Come gestisca quegli ingenti beni immobiliari, chi scrive è e vuole mantenersi
all’oscuro.
DAL
SETTECENTO AI NOSTRI GIORNI
IL
SECOLO DEI LUMI
Premessa
Siamo
giunti al Settecento: il secolo dei lumi, quello tanto caro a Sciascia, quello
di Voltaire cui lo scrittore ammiccava persino quando intese stroncare il pio
p. Morreale che si era permesso di cercare la verità storica della venuta della
Madonna del Monte, quel secolo, dunque, passa per Racalmuto senza propri
eretici, con stravolgimenti tutti interni alla vicenda araldica dei successori
dei Del Carretto, con l’equivoco del terraggiolo, con vicende insomma tutte
minime, tutte paesane, tutte antieroiche, “non narrabili”, direbbe Amérigo
Castro.
Per
celebrare Sciascia alle prese col XVIII secolo, la omonima Fondazione invita
nel 1996 storici, letterati e cattedratici a Racalmuto. Veniamo a sapere da
Antonio Grado che la domanda del Caracciolo: «Come si può essere siciliani?»
può attanagliarsi allo Scrittore come «un’affermazione, un disincantato
epitaffio, che attraversa come un liet-motiv,
come una frase musicale ossessivamente reiterata nella partitura di un requiem, l’intera opera di Leonardo
Sciascia: dal Consiglio d’Egitto a Fatti diversi di storia letteraria e civile.

____________

▸ **COMPITO ASSEGNATO**
Trascrivi senza alcuna modifica il tratto del brano riportato che inizia con «può attanagliarsi allo» e prosegue fino a «letteraria e civile.». Le righe sono materiale a sé stante, distinto dal brano riportato.

▸ **DATI FORNITI**

____________

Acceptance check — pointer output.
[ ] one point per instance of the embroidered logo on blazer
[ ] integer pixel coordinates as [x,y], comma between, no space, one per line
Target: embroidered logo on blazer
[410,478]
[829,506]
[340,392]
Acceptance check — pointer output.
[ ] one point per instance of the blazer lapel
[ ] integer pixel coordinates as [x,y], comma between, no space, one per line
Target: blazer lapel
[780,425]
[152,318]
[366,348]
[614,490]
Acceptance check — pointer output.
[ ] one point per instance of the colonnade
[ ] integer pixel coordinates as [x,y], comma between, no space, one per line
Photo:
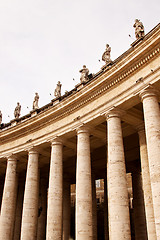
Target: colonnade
[57,209]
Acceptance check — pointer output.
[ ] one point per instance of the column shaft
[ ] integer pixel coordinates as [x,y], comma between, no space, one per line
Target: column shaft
[9,200]
[138,204]
[105,210]
[83,187]
[118,206]
[147,187]
[66,209]
[30,203]
[54,212]
[94,208]
[42,213]
[17,226]
[152,127]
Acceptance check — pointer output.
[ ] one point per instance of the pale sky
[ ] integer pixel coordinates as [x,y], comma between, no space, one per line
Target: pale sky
[46,41]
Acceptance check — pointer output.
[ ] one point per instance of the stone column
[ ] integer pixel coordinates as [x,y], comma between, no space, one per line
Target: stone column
[30,203]
[1,190]
[147,186]
[105,210]
[152,127]
[9,200]
[42,212]
[138,206]
[66,209]
[17,226]
[54,211]
[118,206]
[94,207]
[83,187]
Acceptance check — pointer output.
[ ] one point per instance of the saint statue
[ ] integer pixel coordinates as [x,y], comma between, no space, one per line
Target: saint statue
[106,57]
[0,117]
[35,102]
[139,29]
[17,110]
[57,91]
[84,74]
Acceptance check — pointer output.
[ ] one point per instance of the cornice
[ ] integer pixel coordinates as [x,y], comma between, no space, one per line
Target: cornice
[93,89]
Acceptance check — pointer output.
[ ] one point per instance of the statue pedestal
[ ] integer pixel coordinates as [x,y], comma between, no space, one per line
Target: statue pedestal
[107,65]
[80,85]
[55,101]
[13,122]
[33,112]
[137,41]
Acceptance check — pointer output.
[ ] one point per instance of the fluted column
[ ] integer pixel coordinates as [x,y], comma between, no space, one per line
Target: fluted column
[54,211]
[30,203]
[94,207]
[66,209]
[147,186]
[83,186]
[118,206]
[42,213]
[9,200]
[1,191]
[106,237]
[152,127]
[17,226]
[139,210]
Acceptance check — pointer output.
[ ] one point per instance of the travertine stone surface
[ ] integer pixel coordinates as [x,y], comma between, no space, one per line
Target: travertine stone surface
[42,218]
[9,200]
[19,207]
[139,210]
[94,207]
[152,127]
[83,187]
[66,209]
[54,211]
[147,187]
[106,233]
[30,203]
[118,206]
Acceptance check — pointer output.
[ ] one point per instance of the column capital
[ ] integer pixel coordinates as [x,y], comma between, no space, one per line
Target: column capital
[83,129]
[140,128]
[149,91]
[114,112]
[12,157]
[56,141]
[33,150]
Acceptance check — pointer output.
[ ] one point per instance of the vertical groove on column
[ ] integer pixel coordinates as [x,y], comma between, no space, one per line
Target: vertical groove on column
[118,205]
[94,207]
[17,227]
[42,216]
[139,211]
[54,211]
[147,187]
[8,200]
[152,127]
[83,187]
[105,209]
[66,209]
[30,203]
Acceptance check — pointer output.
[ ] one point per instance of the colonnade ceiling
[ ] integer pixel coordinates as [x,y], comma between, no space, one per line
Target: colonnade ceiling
[98,143]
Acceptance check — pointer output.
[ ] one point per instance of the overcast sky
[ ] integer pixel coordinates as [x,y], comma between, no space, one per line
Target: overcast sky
[46,41]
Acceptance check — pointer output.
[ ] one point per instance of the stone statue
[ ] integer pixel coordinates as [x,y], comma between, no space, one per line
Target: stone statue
[35,102]
[17,110]
[0,117]
[139,29]
[84,74]
[106,57]
[57,91]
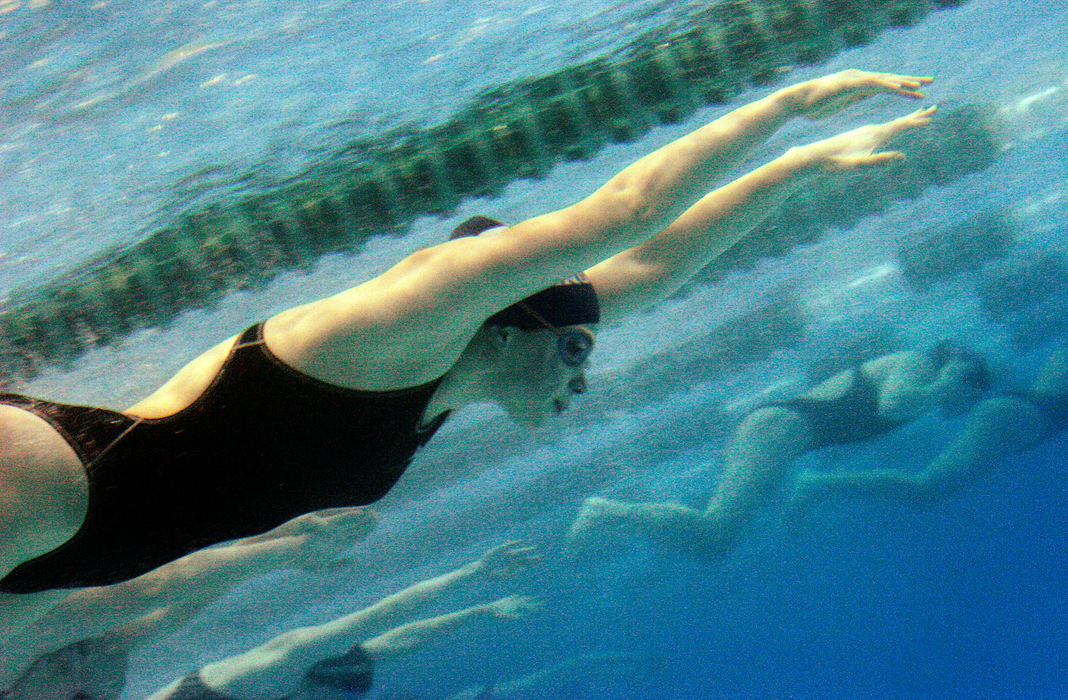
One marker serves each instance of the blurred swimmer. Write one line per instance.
(336, 658)
(1000, 425)
(325, 405)
(851, 406)
(183, 588)
(95, 668)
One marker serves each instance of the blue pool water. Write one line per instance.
(116, 115)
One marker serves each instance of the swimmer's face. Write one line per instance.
(542, 370)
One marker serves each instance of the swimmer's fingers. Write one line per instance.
(902, 84)
(860, 148)
(831, 94)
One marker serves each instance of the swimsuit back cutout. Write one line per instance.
(852, 417)
(263, 444)
(88, 430)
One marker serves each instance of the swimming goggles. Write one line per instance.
(574, 346)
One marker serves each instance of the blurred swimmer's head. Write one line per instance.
(966, 371)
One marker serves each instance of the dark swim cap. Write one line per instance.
(351, 672)
(570, 302)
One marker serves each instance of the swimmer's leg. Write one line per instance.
(757, 459)
(668, 525)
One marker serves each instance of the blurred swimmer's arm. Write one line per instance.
(276, 667)
(995, 428)
(657, 268)
(409, 638)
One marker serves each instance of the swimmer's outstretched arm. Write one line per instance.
(277, 667)
(430, 304)
(657, 268)
(995, 428)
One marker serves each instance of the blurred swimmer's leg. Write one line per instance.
(757, 460)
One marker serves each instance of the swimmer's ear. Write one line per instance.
(502, 337)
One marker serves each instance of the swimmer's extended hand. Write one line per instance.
(515, 607)
(859, 149)
(507, 560)
(831, 94)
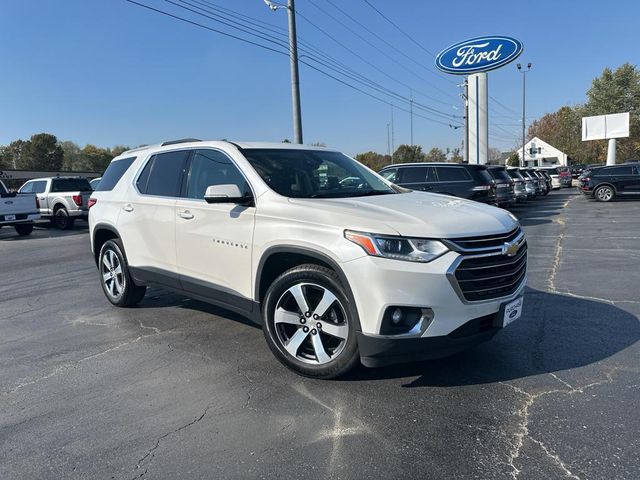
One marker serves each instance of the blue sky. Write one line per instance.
(108, 72)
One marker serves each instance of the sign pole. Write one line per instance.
(611, 152)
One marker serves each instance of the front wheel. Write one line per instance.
(309, 323)
(116, 282)
(604, 193)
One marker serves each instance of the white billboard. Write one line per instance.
(602, 127)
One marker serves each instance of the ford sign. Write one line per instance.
(478, 55)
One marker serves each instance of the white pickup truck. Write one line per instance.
(18, 210)
(62, 199)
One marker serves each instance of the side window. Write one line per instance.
(161, 176)
(40, 186)
(617, 171)
(453, 174)
(391, 175)
(413, 175)
(113, 174)
(211, 167)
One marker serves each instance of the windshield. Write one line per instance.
(315, 174)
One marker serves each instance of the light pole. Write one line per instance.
(293, 60)
(524, 90)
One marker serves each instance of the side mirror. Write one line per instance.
(226, 194)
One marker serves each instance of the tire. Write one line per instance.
(322, 347)
(61, 219)
(115, 279)
(24, 229)
(604, 193)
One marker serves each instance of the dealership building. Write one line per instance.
(538, 153)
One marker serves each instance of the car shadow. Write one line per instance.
(555, 333)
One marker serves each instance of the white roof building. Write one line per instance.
(538, 153)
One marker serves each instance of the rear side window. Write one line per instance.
(162, 173)
(616, 171)
(453, 174)
(113, 174)
(70, 185)
(415, 175)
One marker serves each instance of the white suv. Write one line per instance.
(336, 271)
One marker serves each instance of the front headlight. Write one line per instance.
(399, 248)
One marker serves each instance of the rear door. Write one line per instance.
(454, 180)
(214, 241)
(147, 219)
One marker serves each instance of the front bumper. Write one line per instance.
(381, 351)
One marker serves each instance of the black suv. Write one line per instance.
(461, 180)
(605, 183)
(505, 194)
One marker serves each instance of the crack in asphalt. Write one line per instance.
(524, 413)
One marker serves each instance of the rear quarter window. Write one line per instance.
(113, 174)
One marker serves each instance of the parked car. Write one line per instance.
(605, 183)
(18, 210)
(555, 176)
(460, 180)
(519, 185)
(565, 176)
(504, 185)
(61, 199)
(334, 273)
(94, 183)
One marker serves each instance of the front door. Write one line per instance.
(214, 241)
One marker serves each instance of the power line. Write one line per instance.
(200, 25)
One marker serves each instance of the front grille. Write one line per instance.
(492, 276)
(489, 242)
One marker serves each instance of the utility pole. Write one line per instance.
(393, 147)
(388, 141)
(411, 113)
(293, 60)
(524, 90)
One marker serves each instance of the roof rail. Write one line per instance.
(182, 140)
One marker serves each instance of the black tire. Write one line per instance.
(61, 219)
(605, 193)
(116, 282)
(24, 229)
(339, 317)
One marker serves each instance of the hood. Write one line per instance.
(414, 214)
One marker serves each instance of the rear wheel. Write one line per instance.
(604, 193)
(24, 229)
(61, 219)
(115, 279)
(309, 324)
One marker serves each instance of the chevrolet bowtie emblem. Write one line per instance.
(510, 248)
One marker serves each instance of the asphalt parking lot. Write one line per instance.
(178, 389)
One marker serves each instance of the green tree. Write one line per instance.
(42, 152)
(373, 160)
(408, 154)
(435, 155)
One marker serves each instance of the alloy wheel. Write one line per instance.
(310, 323)
(112, 274)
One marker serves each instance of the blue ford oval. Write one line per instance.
(478, 55)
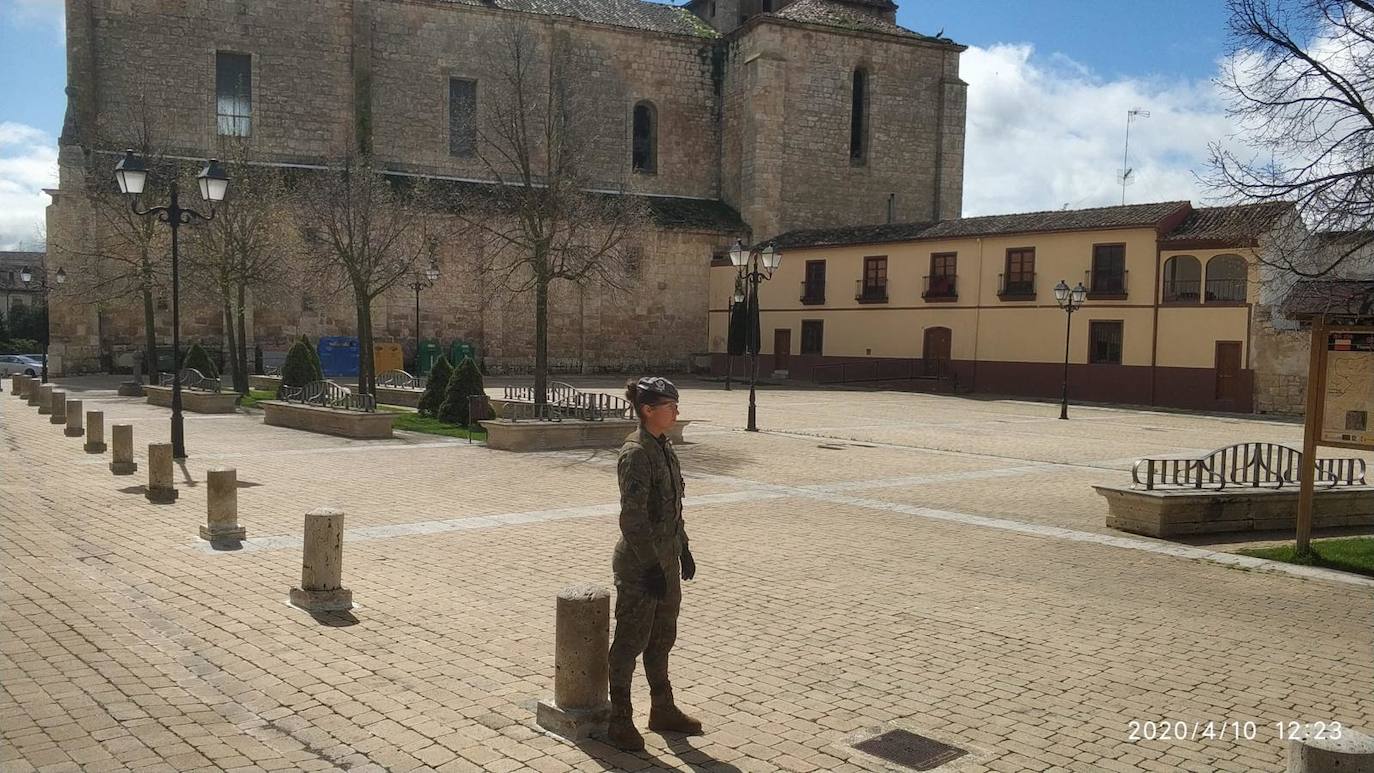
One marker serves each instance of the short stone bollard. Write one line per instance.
(74, 429)
(1318, 750)
(581, 674)
(160, 474)
(322, 564)
(95, 433)
(121, 462)
(221, 516)
(58, 408)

____________

▸ **RISPOSTA**
può attanagliarsi allo Scrittore come «un’affermazione, un disincantato
epitaffio, che attraversa come un liet-motiv,
come una frase musicale ossessivamente reiterata nella partitura di un requiem, l’intera opera di Leonardo
Sciascia: dal Consiglio d’Egitto a Fatti diversi di storia letteraria e civile.